* EXERCISE BRIEF: Translate this sentence from the passage on stroke care guidelines in Cameroon into Spanish: "This project produced a best practice guideline document on stroke care and rehabilitation in a low-income country."

* SUPPLIED PASSAGE:
○ ○ ○ ○ ○ ○ ○
This project produced a best practice guideline document on stroke care and rehabilitation in a low-income country. The guidelines have the potential to improve service provision and patient outcomes in the NWR, and in other parts, of Cameroon. Although it was not possible to formally study its implementation due to the limited resources available to the project team, there is some evidence from this experience that the process of developing guidelines can lead to improved practices and can influence programme managers; this is an area that deserves further exploration and research.

The people who were members of this team have a new appreciation for what is required to improve practice: the ability to critique and use evidence, a commitment to dealing with the difficulties which will inevitably arise in a low-resourced context, skills in team facilitation and dedicated collaboration across organisations and disciplines, and the need for sufficient resources to bring people together in various ways. The development of these guidelines by a group of local practitioners, in the context of the larger project, has demonstrated that there is interest and capacity for improved practices in resource-limited contexts which should continue to be supported.
○ ○ ○ ○ ○ ○ ○
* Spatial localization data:

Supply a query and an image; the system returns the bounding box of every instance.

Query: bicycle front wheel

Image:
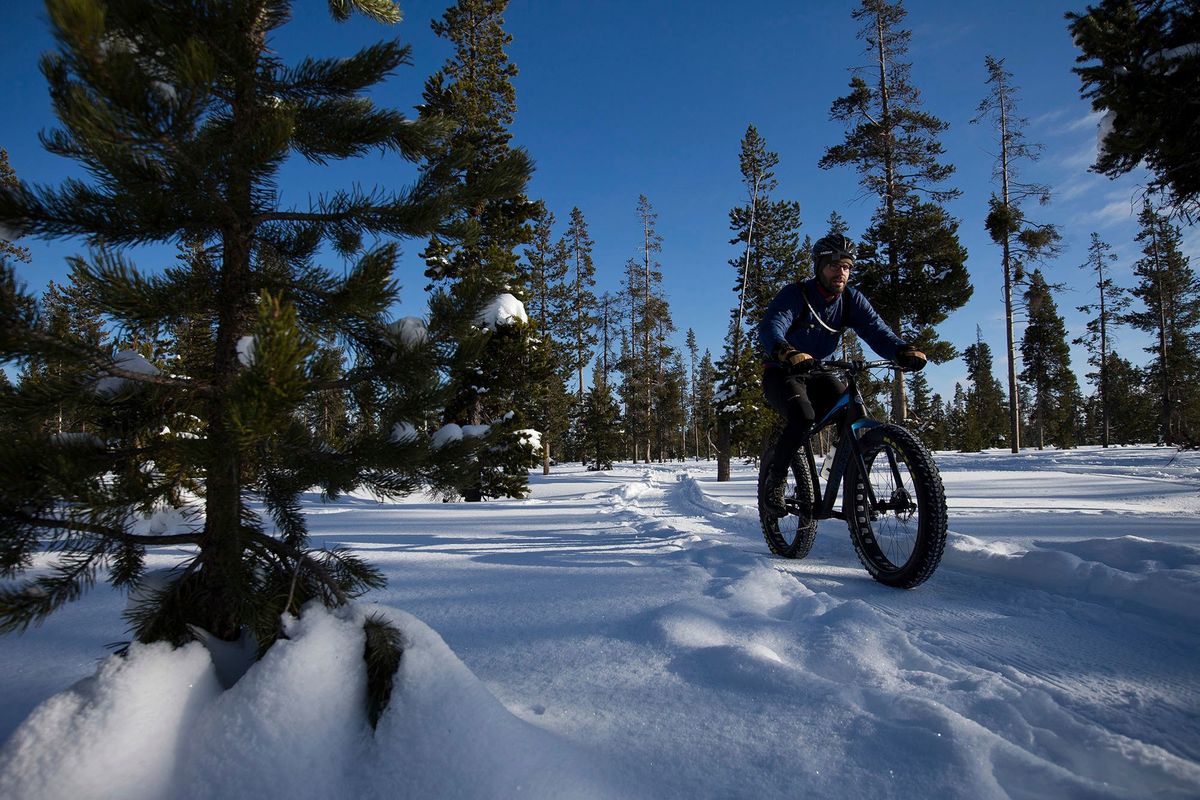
[758,445,817,559]
[845,425,947,589]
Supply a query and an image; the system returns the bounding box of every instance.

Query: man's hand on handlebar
[775,343,817,372]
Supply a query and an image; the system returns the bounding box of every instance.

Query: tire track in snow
[664,474,1200,790]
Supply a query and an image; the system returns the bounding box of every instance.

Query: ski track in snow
[0,449,1200,799]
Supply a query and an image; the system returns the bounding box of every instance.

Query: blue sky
[0,0,1200,396]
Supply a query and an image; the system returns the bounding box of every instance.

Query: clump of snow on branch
[516,428,541,450]
[430,422,462,450]
[475,294,529,329]
[388,317,430,348]
[388,422,416,445]
[238,336,257,367]
[92,350,158,397]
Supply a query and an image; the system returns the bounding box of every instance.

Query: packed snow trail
[0,449,1200,799]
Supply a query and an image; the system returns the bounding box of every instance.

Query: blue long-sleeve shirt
[758,278,905,363]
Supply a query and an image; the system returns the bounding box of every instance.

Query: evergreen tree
[522,206,571,475]
[0,0,529,705]
[1074,233,1129,447]
[946,383,967,450]
[685,327,700,461]
[820,0,971,420]
[20,275,110,433]
[421,0,538,500]
[972,55,1060,453]
[1122,199,1200,444]
[695,350,716,461]
[1085,350,1158,445]
[619,194,674,463]
[564,206,600,403]
[1021,270,1084,450]
[960,333,1008,452]
[580,372,624,469]
[1067,0,1200,219]
[0,148,29,264]
[718,125,808,480]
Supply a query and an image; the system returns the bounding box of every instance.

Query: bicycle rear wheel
[758,443,817,559]
[845,425,947,589]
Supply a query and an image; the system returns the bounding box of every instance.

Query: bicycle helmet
[812,234,854,275]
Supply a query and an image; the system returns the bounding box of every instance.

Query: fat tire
[758,443,817,559]
[844,425,947,589]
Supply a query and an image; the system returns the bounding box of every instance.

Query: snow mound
[475,294,529,329]
[0,606,624,800]
[942,534,1200,620]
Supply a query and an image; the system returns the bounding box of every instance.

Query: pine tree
[1021,270,1084,450]
[684,327,700,461]
[20,268,110,433]
[564,206,600,403]
[971,55,1061,453]
[718,125,806,480]
[959,331,1008,452]
[1073,233,1129,447]
[1122,199,1200,444]
[619,194,674,463]
[0,148,29,264]
[820,0,972,420]
[0,0,529,697]
[1067,0,1200,221]
[695,350,716,461]
[421,0,539,500]
[521,206,571,475]
[580,372,624,469]
[1085,350,1158,445]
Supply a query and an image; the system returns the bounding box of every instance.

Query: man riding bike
[758,234,925,517]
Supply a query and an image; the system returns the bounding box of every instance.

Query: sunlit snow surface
[0,447,1200,799]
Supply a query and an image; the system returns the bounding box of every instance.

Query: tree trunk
[716,419,732,482]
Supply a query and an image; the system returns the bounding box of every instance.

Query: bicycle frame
[787,361,899,519]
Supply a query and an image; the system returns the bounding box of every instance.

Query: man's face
[817,258,854,294]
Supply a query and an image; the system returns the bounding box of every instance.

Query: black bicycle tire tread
[844,425,948,589]
[758,443,817,559]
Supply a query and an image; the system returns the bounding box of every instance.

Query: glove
[775,342,816,372]
[895,344,928,372]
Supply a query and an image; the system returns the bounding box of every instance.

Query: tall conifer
[0,148,29,264]
[0,0,529,695]
[972,55,1060,453]
[820,0,971,420]
[1020,270,1082,450]
[1074,233,1129,447]
[1123,198,1200,444]
[421,0,539,500]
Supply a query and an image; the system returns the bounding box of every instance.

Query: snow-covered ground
[0,447,1200,800]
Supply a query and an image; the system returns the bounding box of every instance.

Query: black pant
[762,367,846,473]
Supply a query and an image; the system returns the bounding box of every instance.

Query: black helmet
[812,234,854,273]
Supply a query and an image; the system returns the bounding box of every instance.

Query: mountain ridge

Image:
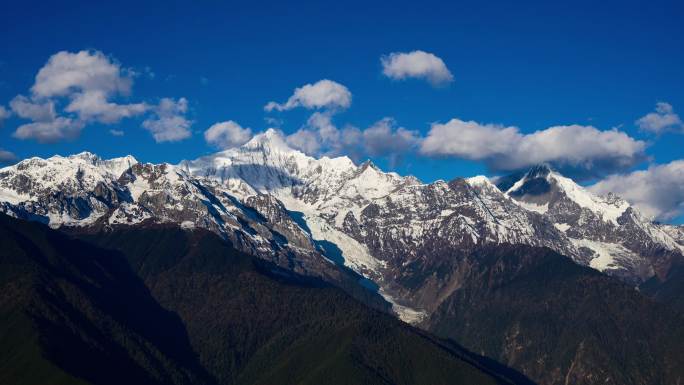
[0,129,684,322]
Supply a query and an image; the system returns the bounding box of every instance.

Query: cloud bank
[420,119,646,173]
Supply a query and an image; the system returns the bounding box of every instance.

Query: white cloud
[10,95,57,122]
[286,129,322,155]
[12,117,84,143]
[0,148,17,164]
[287,112,420,163]
[142,98,192,143]
[204,120,252,149]
[264,79,352,111]
[635,102,684,134]
[363,118,420,158]
[31,51,133,98]
[590,160,684,221]
[380,50,454,86]
[420,119,646,172]
[10,51,191,142]
[64,91,149,124]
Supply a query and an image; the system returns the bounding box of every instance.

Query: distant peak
[69,151,101,161]
[359,159,380,171]
[525,163,553,179]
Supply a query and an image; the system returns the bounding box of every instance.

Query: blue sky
[0,1,684,222]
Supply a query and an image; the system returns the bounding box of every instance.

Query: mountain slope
[0,216,524,384]
[424,246,684,385]
[502,166,684,284]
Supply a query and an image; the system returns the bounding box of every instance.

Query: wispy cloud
[204,120,252,149]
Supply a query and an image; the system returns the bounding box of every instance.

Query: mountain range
[0,130,684,384]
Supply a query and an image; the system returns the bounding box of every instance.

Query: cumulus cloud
[204,120,252,149]
[363,118,420,158]
[64,91,149,124]
[264,79,352,112]
[10,51,190,142]
[590,160,684,221]
[286,129,322,155]
[635,102,684,134]
[12,117,84,143]
[420,119,646,174]
[0,148,17,164]
[142,98,192,143]
[380,50,454,86]
[10,95,57,122]
[286,112,420,164]
[31,51,133,98]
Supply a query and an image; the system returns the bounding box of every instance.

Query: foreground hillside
[0,216,525,384]
[423,245,684,385]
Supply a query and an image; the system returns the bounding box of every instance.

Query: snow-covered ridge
[0,130,684,321]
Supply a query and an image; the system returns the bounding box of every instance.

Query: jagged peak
[242,128,298,152]
[525,163,557,179]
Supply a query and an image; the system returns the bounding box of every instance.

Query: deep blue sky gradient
[0,1,684,181]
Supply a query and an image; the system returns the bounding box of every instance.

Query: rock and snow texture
[506,166,684,282]
[0,130,684,322]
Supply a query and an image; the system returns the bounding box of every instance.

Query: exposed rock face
[0,130,684,384]
[506,166,684,283]
[0,130,684,322]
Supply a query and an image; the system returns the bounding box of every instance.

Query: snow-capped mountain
[505,166,684,282]
[0,130,684,322]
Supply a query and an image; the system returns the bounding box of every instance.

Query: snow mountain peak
[0,148,684,321]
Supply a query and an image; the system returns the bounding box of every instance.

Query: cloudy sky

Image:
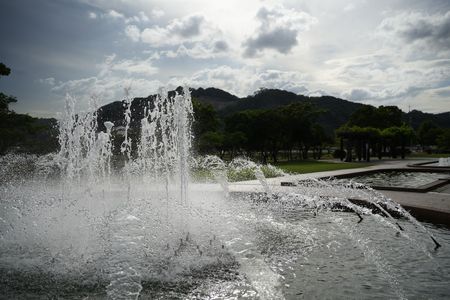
[0,0,450,116]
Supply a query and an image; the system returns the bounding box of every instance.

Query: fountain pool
[0,90,450,299]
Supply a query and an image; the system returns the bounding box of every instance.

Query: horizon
[0,0,450,117]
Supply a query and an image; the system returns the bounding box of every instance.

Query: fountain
[0,88,450,299]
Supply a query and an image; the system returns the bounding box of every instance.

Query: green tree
[417,120,442,148]
[436,128,450,152]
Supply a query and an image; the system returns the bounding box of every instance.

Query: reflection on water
[342,171,450,188]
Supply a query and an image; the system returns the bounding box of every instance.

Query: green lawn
[275,160,372,174]
[407,152,450,158]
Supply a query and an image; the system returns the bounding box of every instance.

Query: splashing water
[0,88,450,299]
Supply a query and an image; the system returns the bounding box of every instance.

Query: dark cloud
[170,15,205,38]
[244,28,298,57]
[214,41,229,52]
[344,88,372,101]
[381,11,450,49]
[243,6,317,57]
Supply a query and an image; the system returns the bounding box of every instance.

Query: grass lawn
[407,152,450,158]
[275,160,372,174]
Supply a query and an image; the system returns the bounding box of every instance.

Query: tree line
[0,63,450,159]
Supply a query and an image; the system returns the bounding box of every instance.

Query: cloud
[244,5,317,57]
[323,54,450,104]
[161,40,229,59]
[51,54,162,108]
[168,65,309,96]
[125,15,229,59]
[136,15,212,47]
[106,9,125,19]
[378,11,450,59]
[39,77,56,86]
[125,25,141,42]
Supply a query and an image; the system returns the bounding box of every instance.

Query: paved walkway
[230,159,450,224]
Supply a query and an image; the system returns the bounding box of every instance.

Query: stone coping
[281,168,450,193]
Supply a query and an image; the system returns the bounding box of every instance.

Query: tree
[436,128,450,152]
[0,63,17,114]
[0,63,11,76]
[417,120,442,149]
[348,105,402,129]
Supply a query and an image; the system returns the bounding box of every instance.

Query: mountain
[219,89,364,135]
[94,87,450,135]
[191,88,239,111]
[404,110,450,129]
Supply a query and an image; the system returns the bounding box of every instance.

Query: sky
[0,0,450,117]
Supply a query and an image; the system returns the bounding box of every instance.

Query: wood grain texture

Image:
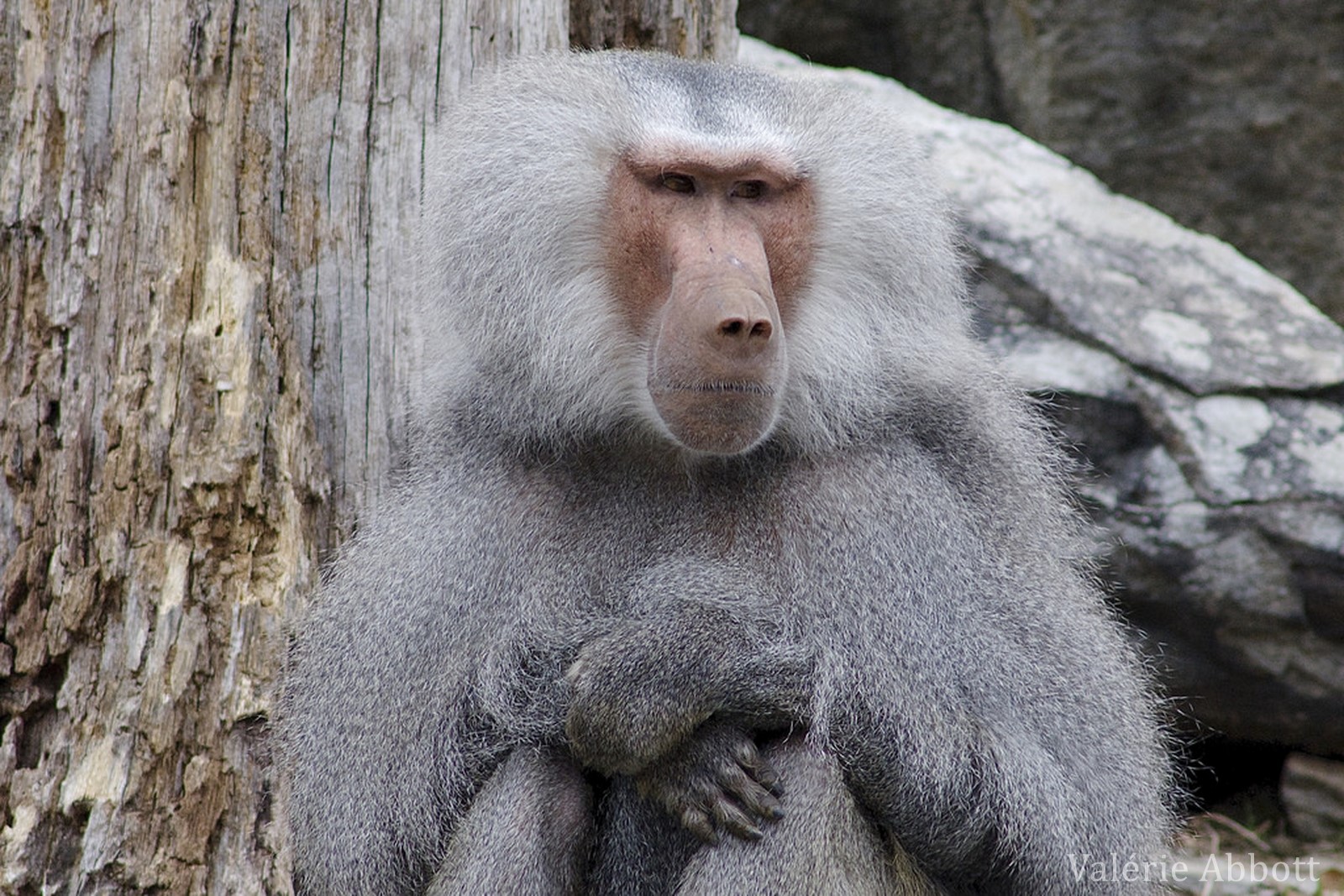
[0,0,567,894]
[570,0,738,62]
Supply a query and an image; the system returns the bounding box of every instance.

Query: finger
[681,806,719,846]
[719,766,784,820]
[710,797,764,840]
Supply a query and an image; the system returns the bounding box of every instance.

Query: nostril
[719,317,773,340]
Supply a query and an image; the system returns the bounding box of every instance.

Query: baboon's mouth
[649,381,774,396]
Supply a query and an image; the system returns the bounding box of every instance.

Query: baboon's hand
[634,720,784,844]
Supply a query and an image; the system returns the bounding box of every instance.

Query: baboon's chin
[652,388,778,454]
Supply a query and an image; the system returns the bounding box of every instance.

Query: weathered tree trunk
[0,0,567,894]
[570,0,738,62]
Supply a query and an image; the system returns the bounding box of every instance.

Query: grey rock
[742,40,1344,752]
[738,0,1344,320]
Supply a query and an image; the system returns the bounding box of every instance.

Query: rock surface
[738,0,1344,320]
[742,40,1344,753]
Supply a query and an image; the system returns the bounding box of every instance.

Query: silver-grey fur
[281,54,1169,896]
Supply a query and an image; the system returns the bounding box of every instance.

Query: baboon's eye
[661,175,695,193]
[732,180,764,199]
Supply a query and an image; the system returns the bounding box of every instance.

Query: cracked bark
[0,0,567,896]
[570,0,738,62]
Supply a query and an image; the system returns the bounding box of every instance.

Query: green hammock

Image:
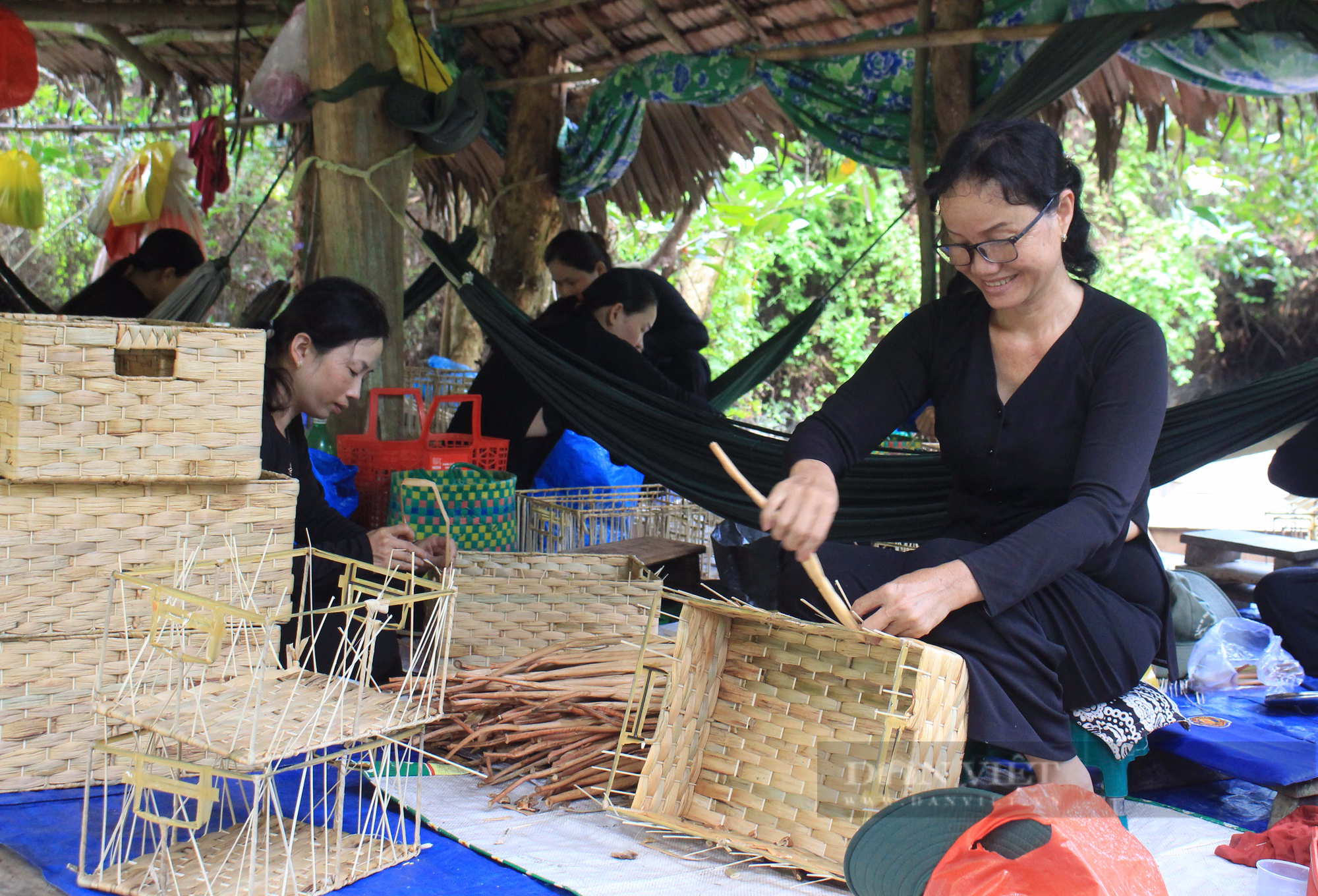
[431,231,1318,540]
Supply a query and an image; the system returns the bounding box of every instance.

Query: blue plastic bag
[535,430,646,489]
[307,448,357,517]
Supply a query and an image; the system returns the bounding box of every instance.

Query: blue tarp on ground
[1149,679,1318,788]
[0,788,567,896]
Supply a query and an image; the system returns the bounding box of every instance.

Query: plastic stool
[1072,719,1149,830]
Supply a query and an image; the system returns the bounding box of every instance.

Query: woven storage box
[0,473,298,640]
[616,597,967,878]
[517,485,720,578]
[0,315,265,482]
[449,552,663,665]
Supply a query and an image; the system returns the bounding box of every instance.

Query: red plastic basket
[339,389,507,528]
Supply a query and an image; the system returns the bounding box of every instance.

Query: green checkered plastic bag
[387,464,517,551]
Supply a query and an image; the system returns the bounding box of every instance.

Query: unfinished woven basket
[616,596,967,879]
[449,552,663,665]
[0,315,265,482]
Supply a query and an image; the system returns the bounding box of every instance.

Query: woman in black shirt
[762,120,1170,788]
[261,277,449,680]
[539,231,709,398]
[448,267,708,489]
[59,227,206,318]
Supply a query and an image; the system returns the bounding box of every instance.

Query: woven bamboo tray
[94,548,453,766]
[0,473,298,640]
[517,484,720,578]
[0,315,265,482]
[78,729,420,896]
[449,552,663,665]
[614,596,967,879]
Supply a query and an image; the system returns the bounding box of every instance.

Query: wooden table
[1177,528,1318,585]
[573,536,705,594]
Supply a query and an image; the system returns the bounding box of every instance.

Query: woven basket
[449,552,663,665]
[0,315,265,482]
[517,485,720,578]
[0,473,298,638]
[616,597,967,879]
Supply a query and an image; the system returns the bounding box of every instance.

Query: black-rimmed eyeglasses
[934,192,1061,267]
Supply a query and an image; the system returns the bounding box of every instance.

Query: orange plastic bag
[924,784,1166,896]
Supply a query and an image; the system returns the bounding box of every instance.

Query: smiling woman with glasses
[760,120,1176,789]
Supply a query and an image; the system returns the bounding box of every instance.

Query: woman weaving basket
[261,277,449,681]
[762,120,1170,788]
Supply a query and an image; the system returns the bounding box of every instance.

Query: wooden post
[490,43,563,315]
[929,0,985,158]
[307,0,411,432]
[909,0,938,304]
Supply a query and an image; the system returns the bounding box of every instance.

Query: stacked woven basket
[0,315,298,791]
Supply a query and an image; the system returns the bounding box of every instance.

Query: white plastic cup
[1253,859,1309,896]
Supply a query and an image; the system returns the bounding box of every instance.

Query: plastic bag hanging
[246,3,311,123]
[0,149,46,231]
[0,7,37,109]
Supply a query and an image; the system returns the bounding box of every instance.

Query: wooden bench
[573,536,705,594]
[1177,528,1318,585]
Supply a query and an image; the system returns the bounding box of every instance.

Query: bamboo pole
[709,441,861,631]
[485,11,1238,90]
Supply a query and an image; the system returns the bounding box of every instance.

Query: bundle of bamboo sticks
[426,636,672,809]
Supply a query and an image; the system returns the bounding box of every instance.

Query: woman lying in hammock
[448,267,708,489]
[760,120,1170,789]
[540,231,709,398]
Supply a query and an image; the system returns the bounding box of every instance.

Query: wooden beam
[26,21,283,46]
[92,25,174,96]
[489,43,563,316]
[485,11,1238,90]
[929,0,985,158]
[307,0,413,434]
[0,119,272,137]
[5,0,287,28]
[641,0,695,53]
[908,0,938,304]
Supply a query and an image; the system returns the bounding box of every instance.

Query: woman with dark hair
[59,227,206,318]
[540,231,709,397]
[760,120,1174,789]
[261,277,448,681]
[448,267,708,489]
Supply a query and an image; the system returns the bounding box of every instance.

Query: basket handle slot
[124,754,220,830]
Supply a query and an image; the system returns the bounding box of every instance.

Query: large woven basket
[0,315,265,482]
[616,597,967,879]
[0,473,298,640]
[0,474,298,791]
[449,552,663,665]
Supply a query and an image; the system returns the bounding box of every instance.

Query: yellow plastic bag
[109,140,178,227]
[387,0,453,94]
[0,149,46,231]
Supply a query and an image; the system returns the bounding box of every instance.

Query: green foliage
[0,73,294,322]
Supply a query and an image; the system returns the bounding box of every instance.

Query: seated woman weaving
[261,277,449,681]
[448,267,706,489]
[760,120,1170,788]
[539,231,709,398]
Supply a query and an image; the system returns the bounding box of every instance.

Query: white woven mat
[376,775,1255,896]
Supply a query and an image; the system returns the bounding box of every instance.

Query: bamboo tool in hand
[709,441,861,631]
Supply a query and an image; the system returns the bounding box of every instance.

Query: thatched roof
[8,0,1265,215]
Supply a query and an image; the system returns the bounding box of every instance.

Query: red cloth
[1214,806,1318,868]
[187,115,229,215]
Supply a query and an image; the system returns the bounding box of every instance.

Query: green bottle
[307,418,339,457]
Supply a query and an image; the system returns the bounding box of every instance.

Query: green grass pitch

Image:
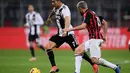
○ ○ ○ ○ ○ ○ ○
* THE COMPLETED TASK: Este proyecto elaboró un documento de directrices de buenas prácticas sobre la atención y la rehabilitación del ictus en un país de bajos ingresos.